EXERCISE OBJECTIVE: Please show every line in the entries below that includes the word "apron".

***** SUPPLIED DATA *****

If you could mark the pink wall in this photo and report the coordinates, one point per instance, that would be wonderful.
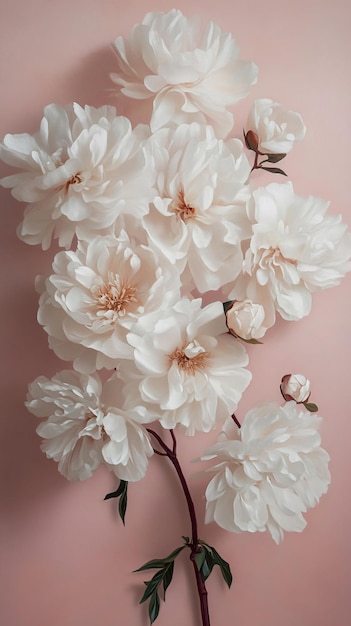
(66, 559)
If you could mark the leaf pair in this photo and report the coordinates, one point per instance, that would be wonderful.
(162, 578)
(120, 493)
(207, 558)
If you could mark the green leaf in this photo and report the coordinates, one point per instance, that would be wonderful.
(251, 140)
(274, 158)
(160, 563)
(227, 305)
(212, 558)
(207, 565)
(151, 586)
(310, 406)
(199, 558)
(224, 567)
(164, 575)
(167, 577)
(273, 170)
(120, 493)
(154, 607)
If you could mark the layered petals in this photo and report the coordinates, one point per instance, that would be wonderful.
(269, 473)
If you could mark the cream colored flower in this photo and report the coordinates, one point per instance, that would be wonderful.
(276, 128)
(192, 74)
(80, 173)
(83, 429)
(245, 320)
(296, 249)
(186, 365)
(95, 296)
(295, 387)
(269, 473)
(198, 217)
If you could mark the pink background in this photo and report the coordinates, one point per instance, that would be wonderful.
(66, 559)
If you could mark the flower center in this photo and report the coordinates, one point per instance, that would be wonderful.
(74, 180)
(183, 210)
(116, 296)
(191, 358)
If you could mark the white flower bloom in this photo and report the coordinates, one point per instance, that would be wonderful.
(198, 217)
(295, 387)
(129, 447)
(82, 431)
(269, 473)
(245, 320)
(80, 172)
(96, 294)
(192, 74)
(296, 249)
(187, 366)
(276, 128)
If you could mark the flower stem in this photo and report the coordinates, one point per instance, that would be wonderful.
(194, 544)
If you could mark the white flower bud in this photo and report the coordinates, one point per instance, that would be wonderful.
(295, 387)
(245, 320)
(276, 127)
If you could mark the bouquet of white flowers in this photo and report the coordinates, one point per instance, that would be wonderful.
(150, 219)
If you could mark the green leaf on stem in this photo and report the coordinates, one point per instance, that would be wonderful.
(274, 158)
(251, 140)
(120, 493)
(310, 406)
(273, 170)
(212, 557)
(163, 577)
(160, 563)
(228, 305)
(154, 607)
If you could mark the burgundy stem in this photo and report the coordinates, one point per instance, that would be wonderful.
(194, 545)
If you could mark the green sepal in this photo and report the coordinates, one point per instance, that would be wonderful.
(273, 170)
(120, 493)
(310, 406)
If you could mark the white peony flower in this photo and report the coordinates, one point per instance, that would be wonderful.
(275, 127)
(245, 320)
(198, 217)
(186, 365)
(95, 296)
(84, 169)
(72, 434)
(295, 387)
(296, 249)
(129, 447)
(269, 473)
(192, 74)
(82, 431)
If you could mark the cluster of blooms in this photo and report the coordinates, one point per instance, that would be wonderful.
(149, 218)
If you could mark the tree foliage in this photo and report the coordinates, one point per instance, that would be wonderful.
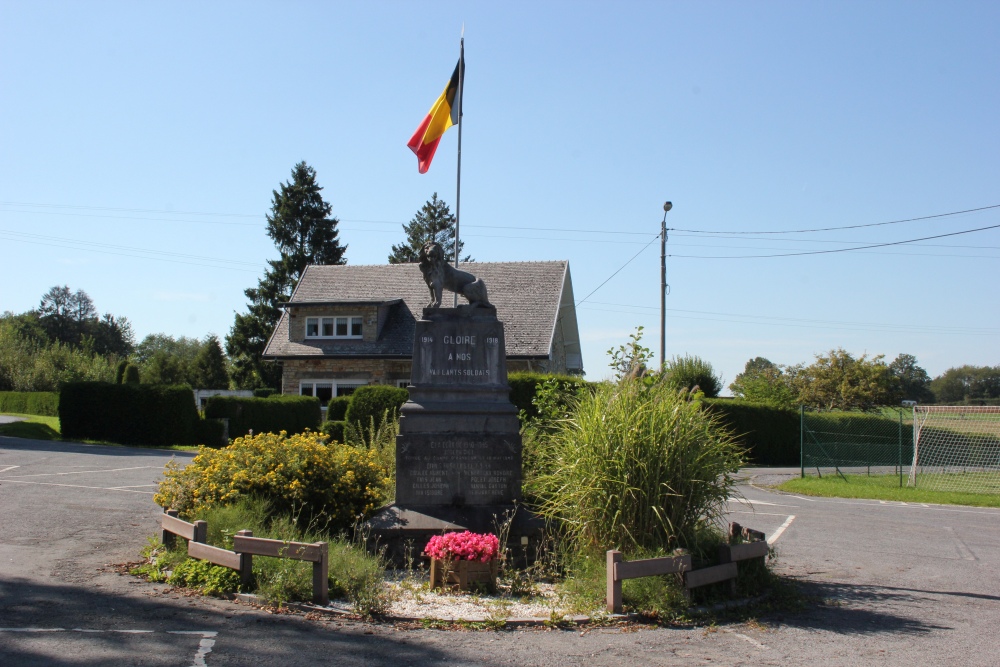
(209, 370)
(764, 382)
(913, 382)
(631, 359)
(967, 383)
(839, 381)
(303, 231)
(433, 222)
(691, 372)
(163, 359)
(63, 340)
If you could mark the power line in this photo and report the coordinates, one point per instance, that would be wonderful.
(802, 322)
(127, 251)
(827, 252)
(830, 229)
(619, 270)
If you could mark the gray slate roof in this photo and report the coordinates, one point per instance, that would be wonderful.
(526, 295)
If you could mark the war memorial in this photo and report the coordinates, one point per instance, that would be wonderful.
(458, 452)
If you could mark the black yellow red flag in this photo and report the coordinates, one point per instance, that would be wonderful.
(443, 114)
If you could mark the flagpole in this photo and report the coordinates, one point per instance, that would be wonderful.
(458, 180)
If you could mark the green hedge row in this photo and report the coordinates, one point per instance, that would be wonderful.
(770, 434)
(44, 403)
(523, 387)
(293, 414)
(370, 403)
(129, 414)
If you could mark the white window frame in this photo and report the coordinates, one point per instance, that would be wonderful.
(336, 386)
(327, 326)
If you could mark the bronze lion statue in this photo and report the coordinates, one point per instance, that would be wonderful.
(440, 276)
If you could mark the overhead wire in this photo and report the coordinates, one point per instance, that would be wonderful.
(830, 229)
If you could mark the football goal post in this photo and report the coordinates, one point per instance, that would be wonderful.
(956, 448)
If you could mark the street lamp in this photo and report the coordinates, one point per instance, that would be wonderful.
(663, 287)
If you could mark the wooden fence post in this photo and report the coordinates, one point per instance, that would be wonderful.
(246, 562)
(200, 531)
(614, 583)
(166, 536)
(321, 575)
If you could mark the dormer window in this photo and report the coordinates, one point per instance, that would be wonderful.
(348, 326)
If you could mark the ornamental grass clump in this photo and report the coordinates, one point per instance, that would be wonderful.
(324, 486)
(635, 466)
(481, 547)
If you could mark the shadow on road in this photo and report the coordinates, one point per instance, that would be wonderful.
(62, 447)
(864, 610)
(245, 635)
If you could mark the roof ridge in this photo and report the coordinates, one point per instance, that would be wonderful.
(365, 266)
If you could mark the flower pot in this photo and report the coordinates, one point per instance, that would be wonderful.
(463, 575)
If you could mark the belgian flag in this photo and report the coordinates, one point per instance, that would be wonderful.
(442, 115)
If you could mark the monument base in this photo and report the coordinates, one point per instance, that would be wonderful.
(403, 532)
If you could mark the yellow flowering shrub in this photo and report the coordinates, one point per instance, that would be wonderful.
(323, 485)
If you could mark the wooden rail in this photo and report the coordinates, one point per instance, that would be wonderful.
(618, 569)
(245, 547)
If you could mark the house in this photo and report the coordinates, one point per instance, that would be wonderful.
(348, 326)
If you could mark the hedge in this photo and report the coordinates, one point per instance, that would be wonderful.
(30, 402)
(336, 410)
(523, 387)
(129, 414)
(770, 434)
(293, 414)
(334, 429)
(371, 402)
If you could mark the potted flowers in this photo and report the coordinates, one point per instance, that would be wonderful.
(463, 560)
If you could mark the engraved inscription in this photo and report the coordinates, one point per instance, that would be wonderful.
(441, 468)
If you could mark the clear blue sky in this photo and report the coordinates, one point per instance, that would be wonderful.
(141, 142)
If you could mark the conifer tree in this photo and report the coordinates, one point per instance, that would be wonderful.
(433, 222)
(304, 232)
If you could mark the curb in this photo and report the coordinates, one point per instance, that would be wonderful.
(343, 612)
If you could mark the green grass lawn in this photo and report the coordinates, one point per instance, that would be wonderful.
(35, 427)
(883, 487)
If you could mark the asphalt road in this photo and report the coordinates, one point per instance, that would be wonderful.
(897, 585)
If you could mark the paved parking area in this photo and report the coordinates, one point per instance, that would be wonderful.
(893, 584)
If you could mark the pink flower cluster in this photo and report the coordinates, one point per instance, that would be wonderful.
(463, 546)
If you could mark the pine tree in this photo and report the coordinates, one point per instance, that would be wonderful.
(433, 222)
(304, 233)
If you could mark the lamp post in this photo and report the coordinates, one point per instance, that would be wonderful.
(663, 287)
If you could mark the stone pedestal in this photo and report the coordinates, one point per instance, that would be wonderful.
(458, 453)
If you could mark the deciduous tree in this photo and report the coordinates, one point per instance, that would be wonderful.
(838, 381)
(763, 381)
(913, 381)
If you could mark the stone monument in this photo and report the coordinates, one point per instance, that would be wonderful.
(458, 453)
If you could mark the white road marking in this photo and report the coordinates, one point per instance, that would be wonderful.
(87, 472)
(76, 486)
(204, 646)
(781, 529)
(744, 501)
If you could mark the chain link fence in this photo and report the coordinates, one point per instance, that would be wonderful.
(856, 443)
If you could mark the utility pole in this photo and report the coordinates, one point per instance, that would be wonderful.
(663, 287)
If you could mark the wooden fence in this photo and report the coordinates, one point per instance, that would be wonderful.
(245, 547)
(729, 555)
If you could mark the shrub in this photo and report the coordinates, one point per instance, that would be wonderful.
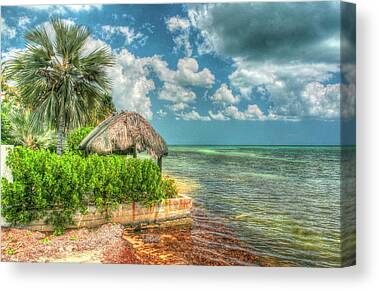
(46, 186)
(76, 136)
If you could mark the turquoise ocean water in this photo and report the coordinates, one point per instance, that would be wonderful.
(282, 202)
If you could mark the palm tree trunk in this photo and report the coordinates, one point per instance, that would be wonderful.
(60, 137)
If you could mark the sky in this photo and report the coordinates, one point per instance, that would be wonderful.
(243, 73)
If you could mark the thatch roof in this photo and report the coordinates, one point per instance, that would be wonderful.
(123, 133)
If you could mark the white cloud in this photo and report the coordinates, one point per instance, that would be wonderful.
(187, 73)
(180, 28)
(161, 113)
(131, 86)
(287, 87)
(292, 69)
(175, 93)
(192, 115)
(7, 31)
(225, 96)
(10, 53)
(218, 116)
(23, 21)
(251, 113)
(128, 33)
(322, 100)
(62, 9)
(130, 83)
(178, 106)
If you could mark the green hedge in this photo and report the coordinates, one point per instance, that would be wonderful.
(75, 138)
(54, 188)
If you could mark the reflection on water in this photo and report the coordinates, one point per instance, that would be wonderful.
(282, 202)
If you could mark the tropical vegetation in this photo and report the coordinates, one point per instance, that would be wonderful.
(60, 78)
(54, 188)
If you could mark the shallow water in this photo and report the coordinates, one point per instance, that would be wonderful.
(282, 202)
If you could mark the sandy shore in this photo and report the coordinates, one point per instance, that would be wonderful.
(198, 240)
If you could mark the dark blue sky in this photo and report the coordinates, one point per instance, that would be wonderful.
(262, 73)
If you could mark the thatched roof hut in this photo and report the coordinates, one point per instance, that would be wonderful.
(125, 133)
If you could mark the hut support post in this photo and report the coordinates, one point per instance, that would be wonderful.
(160, 163)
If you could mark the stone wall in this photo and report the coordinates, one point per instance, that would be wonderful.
(134, 213)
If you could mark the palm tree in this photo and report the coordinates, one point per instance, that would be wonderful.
(24, 133)
(59, 78)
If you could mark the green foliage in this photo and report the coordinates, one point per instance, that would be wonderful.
(6, 137)
(10, 252)
(63, 86)
(76, 136)
(46, 186)
(24, 133)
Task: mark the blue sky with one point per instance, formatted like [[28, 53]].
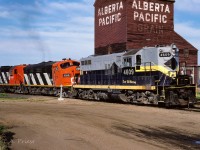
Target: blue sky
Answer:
[[32, 31]]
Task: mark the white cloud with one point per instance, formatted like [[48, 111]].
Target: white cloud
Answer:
[[4, 14], [189, 32], [188, 5]]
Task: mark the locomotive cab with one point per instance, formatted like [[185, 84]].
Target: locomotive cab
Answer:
[[66, 72], [17, 75]]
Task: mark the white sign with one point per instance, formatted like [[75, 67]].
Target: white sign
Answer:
[[152, 12], [110, 14]]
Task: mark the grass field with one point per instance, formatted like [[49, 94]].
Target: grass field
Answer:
[[6, 138]]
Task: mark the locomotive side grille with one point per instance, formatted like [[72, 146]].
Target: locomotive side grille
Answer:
[[26, 79], [40, 79], [37, 79], [4, 77], [47, 79], [33, 79], [43, 79]]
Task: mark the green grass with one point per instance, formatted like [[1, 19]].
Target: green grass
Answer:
[[5, 138]]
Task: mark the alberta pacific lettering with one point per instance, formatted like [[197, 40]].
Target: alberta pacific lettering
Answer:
[[155, 12], [110, 14]]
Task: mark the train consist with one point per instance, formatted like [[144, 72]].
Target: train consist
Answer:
[[146, 76]]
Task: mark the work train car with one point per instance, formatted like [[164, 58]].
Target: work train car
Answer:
[[146, 76], [43, 78]]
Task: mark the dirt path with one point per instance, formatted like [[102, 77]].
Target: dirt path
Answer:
[[44, 123]]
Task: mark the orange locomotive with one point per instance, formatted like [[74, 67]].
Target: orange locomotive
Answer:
[[43, 78]]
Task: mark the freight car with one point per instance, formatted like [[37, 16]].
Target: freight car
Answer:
[[146, 76]]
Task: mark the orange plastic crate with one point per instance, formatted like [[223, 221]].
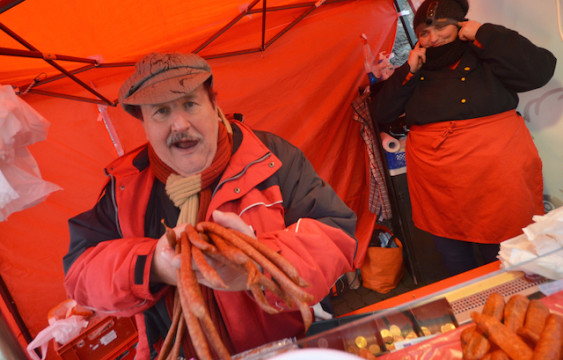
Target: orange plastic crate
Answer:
[[104, 338]]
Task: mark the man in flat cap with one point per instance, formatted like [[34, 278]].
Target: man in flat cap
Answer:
[[198, 166]]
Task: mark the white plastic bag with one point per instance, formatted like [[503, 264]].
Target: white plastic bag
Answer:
[[539, 250], [21, 185], [62, 331]]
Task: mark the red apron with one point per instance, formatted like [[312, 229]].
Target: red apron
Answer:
[[476, 180]]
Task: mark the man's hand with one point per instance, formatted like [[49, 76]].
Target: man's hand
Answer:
[[468, 30], [165, 262], [417, 57]]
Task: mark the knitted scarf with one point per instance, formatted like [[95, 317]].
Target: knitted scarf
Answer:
[[192, 195]]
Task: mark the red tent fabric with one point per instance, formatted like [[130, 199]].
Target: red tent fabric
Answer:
[[301, 87]]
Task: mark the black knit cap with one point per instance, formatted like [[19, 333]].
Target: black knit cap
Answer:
[[432, 10]]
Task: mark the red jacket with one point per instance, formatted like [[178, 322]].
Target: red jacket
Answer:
[[290, 208]]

*****

RESULT:
Task: mark the red apron with one point per instance, formatted like [[312, 229]].
Target: red apron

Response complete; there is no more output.